◆ **Given problem 1**
According to the biodiesel excerpt, what material was used as a bio-adsorbent to lower the oil's acid value?
◆ **Given problem 2**
Set down the part of the biodiesel excerpt from "The design of" up to and including "synthesis [1, 2].".
◆ **Given problem 3**
Resume the biodiesel production text, beginning right after its final sentence.

◆ **Excerpt to read**
+--

The design of experiments using statistical tools such as RSM, ANN, ANFIS, and others has been found in the literature to determine the optimum biodiesel yield, but the central composite rotatable design (CCRD) was reported to be the most effective design for biodiesel synthesis [1, 2].

Therefore, this research employed the steam distillation process to obtain the oil from the green leaves of Croton heliotropiifolius Kunth. The high acid value oil was converted to low acid value oil using coconut husk bagasse as a bio-adsorbent. The reduced acid value oil was converted to biodiesel using a new novel heterogeneous catalyst developed from calcined Karpuravalli banana peel powder (CKBPP). Process optimization was carried out using central composite rotatable design, an allied of response surface methodology. The derived catalyst was tested for its reusability, and the properties of the biodiesel were compared with recommended standard. For fully acceptability of biodiesel to replace conventional diesel, cost estimate of biodiesel production was evaluated.

+--

◆ **Collected data**
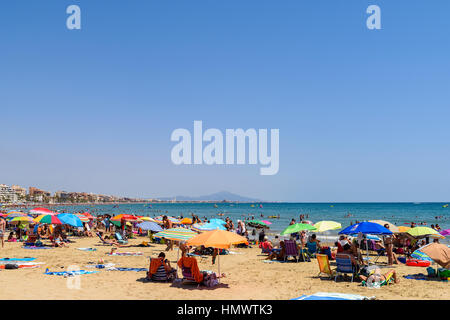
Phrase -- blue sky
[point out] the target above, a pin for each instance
(363, 115)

+--

◆ **Written reply 1**
Coconut husk bagasse.

◆ **Written reply 2**
The design of experiments using statistical tools such as RSM, ANN, ANFIS, and others has been found in the literature to determine the optimum biodiesel yield, but the central composite rotatable design (CCRD) was reported to be the most effective design for biodiesel synthesis [1, 2].

◆ **Written reply 3**
Materials and methods

Materials

Croton heliotropiifolius Kunth leaves (CHKL) were harvested freshly from a farm located in Kano State, Nigeria (longitude: 5.324928° N, latitude: 6.131293° E). The leaves were washed with distilled water to remove dirt and dried at room temperature for two days.

5 kg of dwarf green coconut husk (DGCH) was collected from Ozoro market, Delta State, Nigeria. The DGCH, also known as bagasse, was made into smaller sizes for further processing. Karpuravalli banana peels (5 kg) were obtained from a farmer in Elu community, Delta State, Nigeria.

Methods

Steam distillation

500 g of the CHKL plant was added to the stainless steel extractor, and the steam at 120 oC was added through an inlet to release the plant’s aromatic molecules and turn it into vapor. The vaporized CHKL compounds are then released into a condenser containing two separate pipes (a hot water outlet and a cold water inlet), and the vapor is then cooled back to form liquid oil. The liquid oil (liquid by-product) was collected from the condenser and kept in a separating funnel; two layers were noticed: the oil top layer and the water bottom layer. The oil was removed from the water through gravity settling and dried by heating at 100 oC to obtain pure essential oil, CHKLO. The CHKLO was examined for its properties as bio-oil using AOAC, 1997.

Preparation of activated carbon-based bio-adsorbent from coconut husk bagasse (CHB)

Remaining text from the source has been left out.